● What the task asks: Copy out, from the data, each line containing the string "work".

● Given records:
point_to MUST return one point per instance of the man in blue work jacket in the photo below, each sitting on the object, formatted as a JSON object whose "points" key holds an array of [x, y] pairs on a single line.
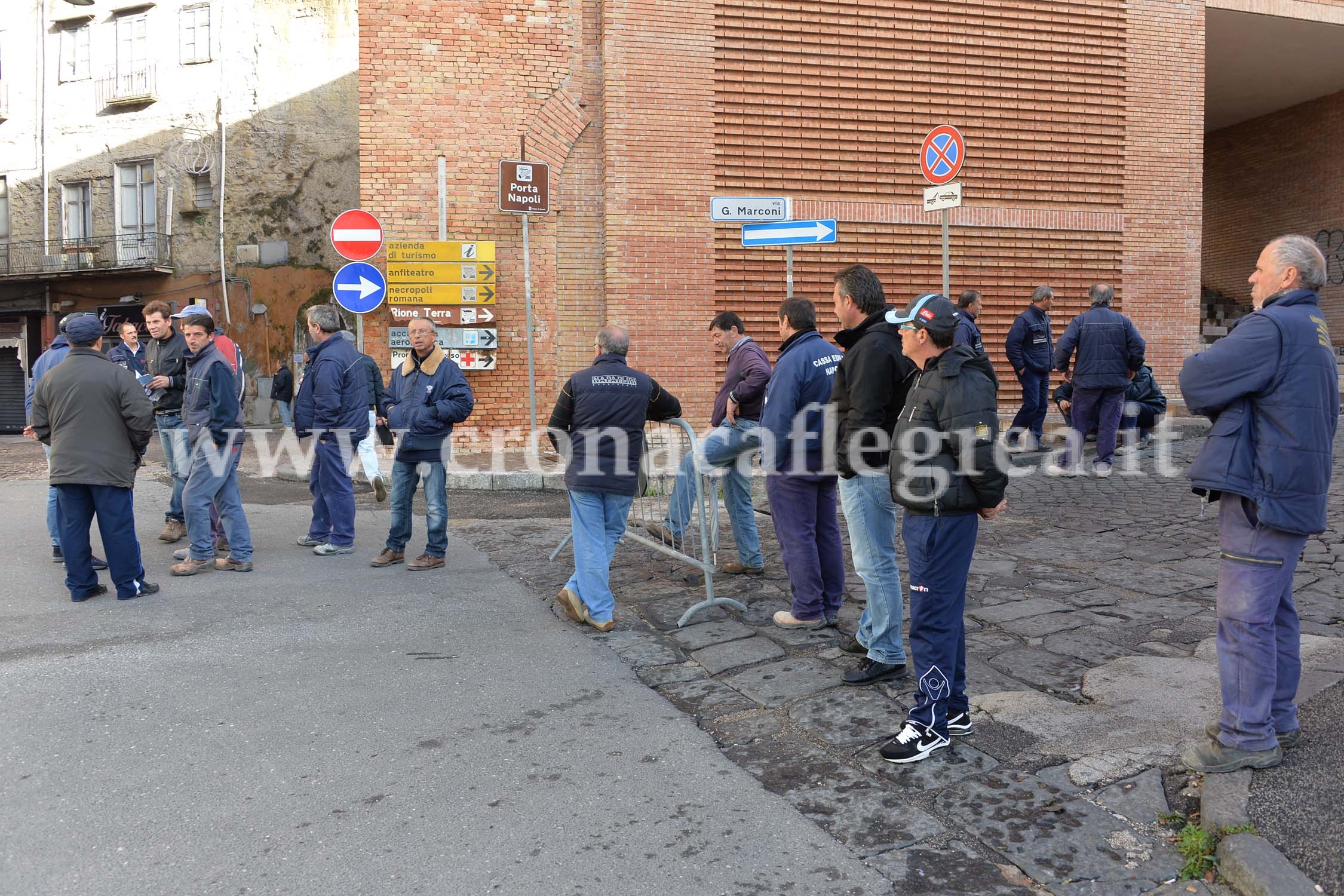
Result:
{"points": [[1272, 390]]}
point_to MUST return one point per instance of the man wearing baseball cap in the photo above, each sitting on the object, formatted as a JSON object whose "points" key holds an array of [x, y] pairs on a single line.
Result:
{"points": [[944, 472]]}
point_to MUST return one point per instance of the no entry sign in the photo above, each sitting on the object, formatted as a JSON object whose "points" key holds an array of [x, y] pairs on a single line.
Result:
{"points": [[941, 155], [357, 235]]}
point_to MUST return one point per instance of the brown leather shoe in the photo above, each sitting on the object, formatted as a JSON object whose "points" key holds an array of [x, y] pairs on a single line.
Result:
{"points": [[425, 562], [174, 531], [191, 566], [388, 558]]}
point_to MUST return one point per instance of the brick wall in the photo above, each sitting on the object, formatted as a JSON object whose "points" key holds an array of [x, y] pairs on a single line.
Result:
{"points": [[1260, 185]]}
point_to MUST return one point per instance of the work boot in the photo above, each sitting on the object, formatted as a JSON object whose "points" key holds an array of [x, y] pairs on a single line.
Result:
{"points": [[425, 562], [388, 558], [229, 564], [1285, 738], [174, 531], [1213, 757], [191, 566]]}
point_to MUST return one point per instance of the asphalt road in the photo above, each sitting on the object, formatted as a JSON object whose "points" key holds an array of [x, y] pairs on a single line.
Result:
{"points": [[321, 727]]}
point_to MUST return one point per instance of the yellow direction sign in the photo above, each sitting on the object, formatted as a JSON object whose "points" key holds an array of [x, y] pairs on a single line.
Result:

● Result of the exercise:
point_to MUST return one point per instance of the man in blue work jacket in the photo below, each sitting on the object, formatted as a JSON object whose "points" key holds an array of [x, y] pairs on a single line.
point_to MUST return one point per instance of the work boot in the photo above, each sitting on the object, formatted as a JSON object whose "points" key holds an array of [x, y] pairs on a single line.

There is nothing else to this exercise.